What you need to do |
Give back an exact copy of the lines in the records below, from the line that has "of the wall" through the line that has "of the framed", and nothing besides.

Given data |
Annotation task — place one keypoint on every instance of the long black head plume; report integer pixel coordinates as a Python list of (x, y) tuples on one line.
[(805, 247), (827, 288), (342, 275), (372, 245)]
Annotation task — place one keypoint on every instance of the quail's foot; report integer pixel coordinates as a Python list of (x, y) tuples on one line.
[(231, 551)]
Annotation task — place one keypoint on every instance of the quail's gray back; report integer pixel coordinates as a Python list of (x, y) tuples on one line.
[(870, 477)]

---

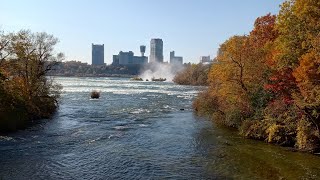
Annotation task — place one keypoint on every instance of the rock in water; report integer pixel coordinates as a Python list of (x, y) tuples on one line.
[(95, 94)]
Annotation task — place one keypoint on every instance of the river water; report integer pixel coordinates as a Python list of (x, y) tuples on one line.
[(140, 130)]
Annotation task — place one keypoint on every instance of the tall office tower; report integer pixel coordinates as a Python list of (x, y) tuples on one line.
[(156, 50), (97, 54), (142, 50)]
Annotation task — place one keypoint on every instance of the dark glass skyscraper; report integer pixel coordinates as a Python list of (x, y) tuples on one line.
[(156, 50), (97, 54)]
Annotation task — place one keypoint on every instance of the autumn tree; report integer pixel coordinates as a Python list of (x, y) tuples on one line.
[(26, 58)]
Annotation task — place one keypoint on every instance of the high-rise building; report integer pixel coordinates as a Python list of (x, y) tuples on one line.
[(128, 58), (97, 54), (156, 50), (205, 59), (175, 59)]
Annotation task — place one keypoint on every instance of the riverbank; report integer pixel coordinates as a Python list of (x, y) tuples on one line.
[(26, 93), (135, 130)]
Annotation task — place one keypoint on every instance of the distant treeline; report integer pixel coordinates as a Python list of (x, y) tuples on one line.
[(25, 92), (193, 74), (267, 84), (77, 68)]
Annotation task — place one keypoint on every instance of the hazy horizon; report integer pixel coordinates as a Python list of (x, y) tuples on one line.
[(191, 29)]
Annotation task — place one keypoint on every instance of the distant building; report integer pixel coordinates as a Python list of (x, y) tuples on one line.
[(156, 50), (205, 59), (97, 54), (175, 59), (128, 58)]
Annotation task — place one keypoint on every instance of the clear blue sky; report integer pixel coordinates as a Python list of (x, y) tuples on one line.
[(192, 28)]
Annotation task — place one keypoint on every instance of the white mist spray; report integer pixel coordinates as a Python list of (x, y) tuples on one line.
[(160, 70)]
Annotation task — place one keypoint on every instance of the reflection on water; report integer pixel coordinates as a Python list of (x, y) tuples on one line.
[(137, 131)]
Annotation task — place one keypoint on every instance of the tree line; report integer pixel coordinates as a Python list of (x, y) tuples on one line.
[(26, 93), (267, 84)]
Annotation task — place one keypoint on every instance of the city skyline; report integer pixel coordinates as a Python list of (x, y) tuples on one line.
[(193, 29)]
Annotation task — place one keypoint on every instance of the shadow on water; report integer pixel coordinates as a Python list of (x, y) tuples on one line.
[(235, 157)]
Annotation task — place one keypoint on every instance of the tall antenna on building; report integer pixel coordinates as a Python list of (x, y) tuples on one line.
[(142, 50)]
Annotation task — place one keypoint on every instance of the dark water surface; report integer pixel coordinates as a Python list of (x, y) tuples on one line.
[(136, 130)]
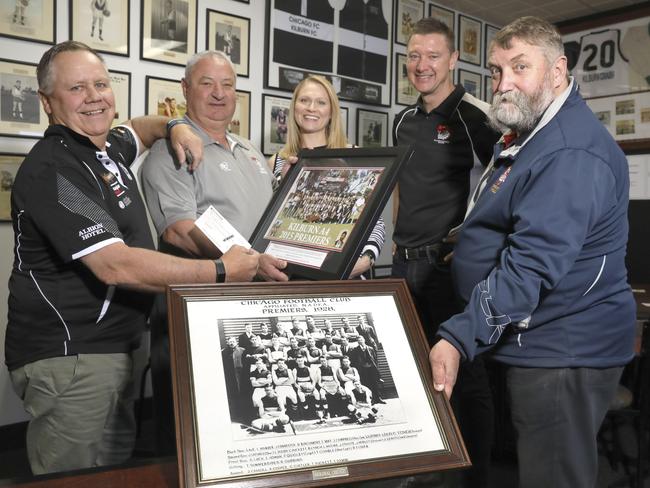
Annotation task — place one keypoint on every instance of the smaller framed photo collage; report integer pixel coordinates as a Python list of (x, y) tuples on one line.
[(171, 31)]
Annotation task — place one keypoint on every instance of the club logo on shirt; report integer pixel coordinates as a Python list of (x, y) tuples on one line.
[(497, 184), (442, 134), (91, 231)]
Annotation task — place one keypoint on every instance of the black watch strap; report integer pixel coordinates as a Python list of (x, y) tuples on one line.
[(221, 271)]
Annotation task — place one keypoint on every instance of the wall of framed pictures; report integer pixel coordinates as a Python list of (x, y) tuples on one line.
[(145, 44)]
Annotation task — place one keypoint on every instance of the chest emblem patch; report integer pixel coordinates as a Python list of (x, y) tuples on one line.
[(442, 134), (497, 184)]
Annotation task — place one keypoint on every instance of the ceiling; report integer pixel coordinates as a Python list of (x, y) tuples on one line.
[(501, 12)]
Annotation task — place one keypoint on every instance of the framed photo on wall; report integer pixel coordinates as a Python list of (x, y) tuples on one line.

Written solution |
Annotation task — place one keypoint on every instance of the wall of framed pictures; report integer pixel coordinates as a Python list of (x, y) tuples on one line.
[(145, 44)]
Annotation task — place one keypoint on every instance of the chest emblem patch; report integer pixel coordinates as a Python list of (x, y) tuples on one line.
[(442, 134), (497, 184)]
Annotation task — place one keypoint on every instance of the ceiling; report integer pixel coordinates as a Python list of (x, y) tuples on one line.
[(501, 12)]
Annotation task — place one keypoint on every instance of the framed photo on wall; report integer pixel coordinates as a Python list of (x, y) tuples on one line.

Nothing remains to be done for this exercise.